--- BEGIN DOCUMENT SEGMENT ---

Custom DR Evaluations
Our existing DR evaluation framework has four major categories, which is a great way to evaluate your DR methods by simplying use some or all of them. However, sometimes it makes sense to implement your own metric. For example, you may only want EMD but not correlation. Or, you would like to different options for some metrics. This tutorial is for you: we will show you how you can add your own results and rank them.
Before we begin, we will be using the levine13
dataset for demonstration purposes,
which can be loaded in the following way:
>>> from PyCytoData import DataLoader
>>> from CytofDR.dr import run_dr_methods
>>> exprs = DataLoader.load_dataset(dataset="levine13")
>>> exprs.preprocess(arcsinh=True)
>>> results = run_dr_methods(data=exprs.expression_matrix, methods=["PCA", "ICA"])

--- END DOCUMENT SEGMENT ---

EXERCISE DESCRIPTION |
Answer these questions from the tutorial on custom DR evaluations, marking each answer with the same letter.
(a) How many major categories does the existing DR evaluation framework have?
(b) Which dataset does the tutorial load for demonstration?
(c) Which two methods are passed to run_dr_methods?

--- BEGIN SUPPLIED MATERIAL ---

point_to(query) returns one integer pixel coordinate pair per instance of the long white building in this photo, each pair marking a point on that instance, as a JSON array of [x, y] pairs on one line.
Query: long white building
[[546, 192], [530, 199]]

--- END SUPPLIED MATERIAL ---

TASK RESPONSE |
(a) Four.
(b) The levine13 dataset.
(c) PCA and ICA.